### WHAT YOU NEED TO DO:
Transcribe the records that follow exactly. Skip the pictures.

### EXTRACTED MATERIAL:

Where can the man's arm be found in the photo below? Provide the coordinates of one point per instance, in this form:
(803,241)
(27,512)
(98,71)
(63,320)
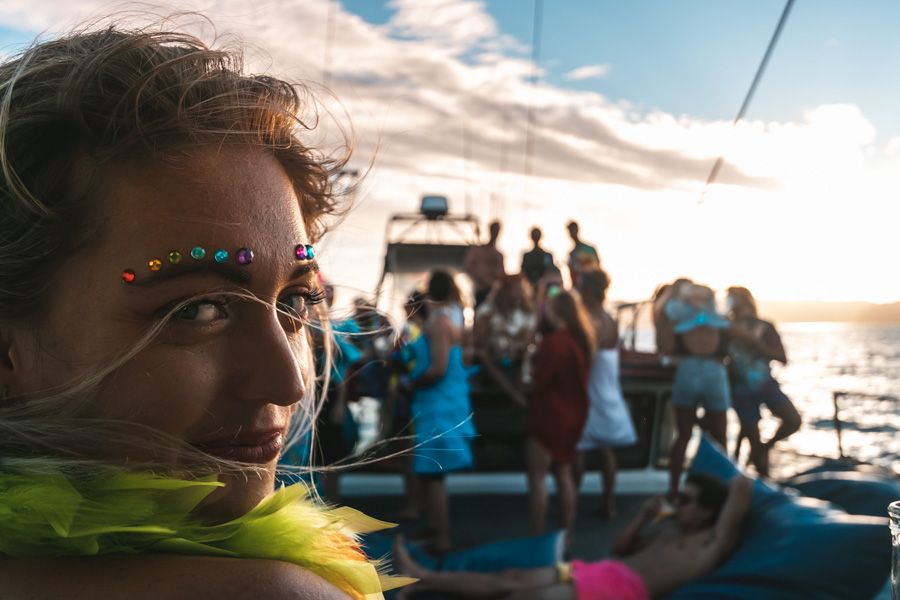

### YOUR RESPONSE:
Where can the man's arm be found in the photo below? Provide the coordinates of one point per instance, in this form:
(803,241)
(27,512)
(98,71)
(63,320)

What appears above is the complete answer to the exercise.